▸ Exercise materials:
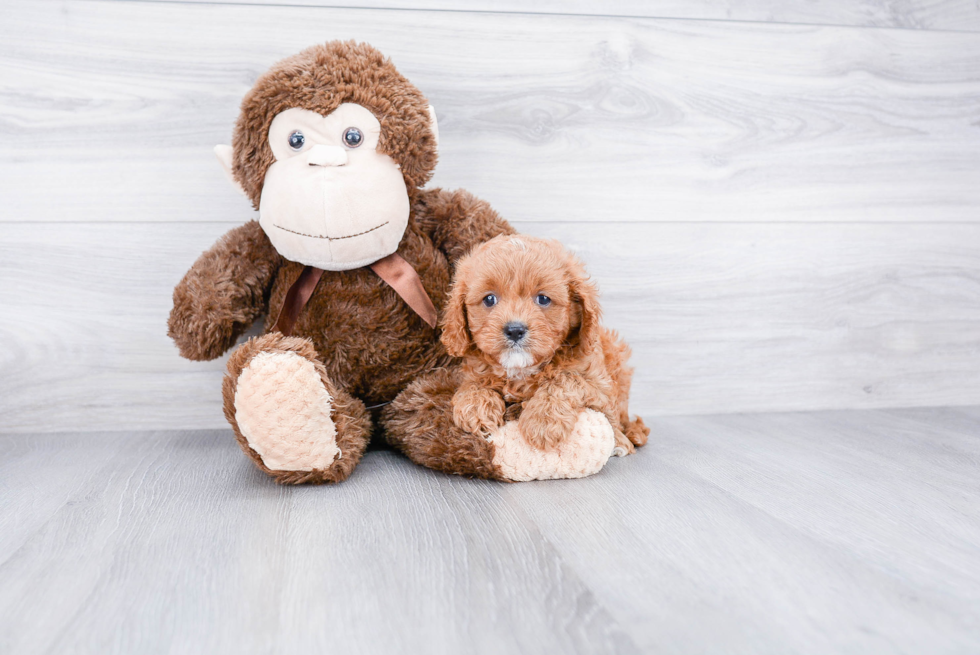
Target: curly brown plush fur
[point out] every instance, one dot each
(320, 79)
(364, 341)
(525, 317)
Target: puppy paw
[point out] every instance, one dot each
(544, 427)
(478, 411)
(624, 446)
(584, 452)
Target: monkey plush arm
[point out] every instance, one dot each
(458, 220)
(223, 293)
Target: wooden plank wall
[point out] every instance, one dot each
(780, 201)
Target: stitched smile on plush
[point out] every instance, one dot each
(330, 199)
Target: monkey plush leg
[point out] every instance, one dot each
(420, 423)
(288, 416)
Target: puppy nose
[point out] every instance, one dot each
(515, 331)
(321, 155)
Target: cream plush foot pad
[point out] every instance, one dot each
(584, 453)
(283, 411)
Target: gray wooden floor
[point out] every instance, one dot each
(851, 531)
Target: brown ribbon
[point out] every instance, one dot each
(296, 298)
(401, 277)
(393, 269)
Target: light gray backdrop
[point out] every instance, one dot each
(780, 200)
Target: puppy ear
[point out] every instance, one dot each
(586, 312)
(455, 333)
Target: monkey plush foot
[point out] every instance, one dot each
(288, 416)
(581, 454)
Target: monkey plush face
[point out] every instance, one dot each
(330, 146)
(330, 199)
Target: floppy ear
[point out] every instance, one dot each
(586, 312)
(455, 333)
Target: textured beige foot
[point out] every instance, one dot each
(283, 412)
(583, 453)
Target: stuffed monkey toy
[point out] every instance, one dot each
(350, 262)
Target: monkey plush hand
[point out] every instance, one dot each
(350, 261)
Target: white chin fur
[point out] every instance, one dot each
(517, 362)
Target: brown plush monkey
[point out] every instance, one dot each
(332, 147)
(350, 262)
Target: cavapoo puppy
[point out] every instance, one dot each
(525, 318)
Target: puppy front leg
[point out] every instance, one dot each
(477, 410)
(548, 418)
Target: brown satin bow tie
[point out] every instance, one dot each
(393, 269)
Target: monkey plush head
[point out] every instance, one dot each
(330, 145)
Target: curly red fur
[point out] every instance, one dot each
(566, 362)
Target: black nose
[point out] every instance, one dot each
(515, 331)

▸ Exercise instructions: Reproduce exactly, and only, the part of the listing above that begins at the line with "Target: wooden plank wall" and goes on through the line with "Target: floppy ear".

▸ Output of the exercise:
Target: wooden plank wall
[point out] every instance, one dot each
(780, 201)
Target: stitched smile on plush
[point out] every instance, one dot each
(330, 199)
Target: monkey plush leg
[point out] every instance, one dot each
(420, 423)
(288, 416)
Target: puppy nose
[point out] every instance, one dot each
(515, 331)
(321, 155)
Target: cream plush foot pad
[point out] every instance, one dot each
(584, 453)
(283, 411)
Target: gray wooden floor
[point out] every instance, one dot each
(851, 531)
Target: brown ribbon
[point out] every instance, one dot each
(296, 298)
(401, 277)
(393, 269)
Target: light gray backdrop
[point out] every instance, one dot each
(780, 200)
Target: puppy ear
[point out] every instance, one dot each
(586, 312)
(455, 333)
Target: monkey plush foot
[point out] every instance, one dot each
(288, 416)
(581, 454)
Target: monkey plush face
[point out] every instance, one dot each
(330, 146)
(330, 199)
Target: floppy ear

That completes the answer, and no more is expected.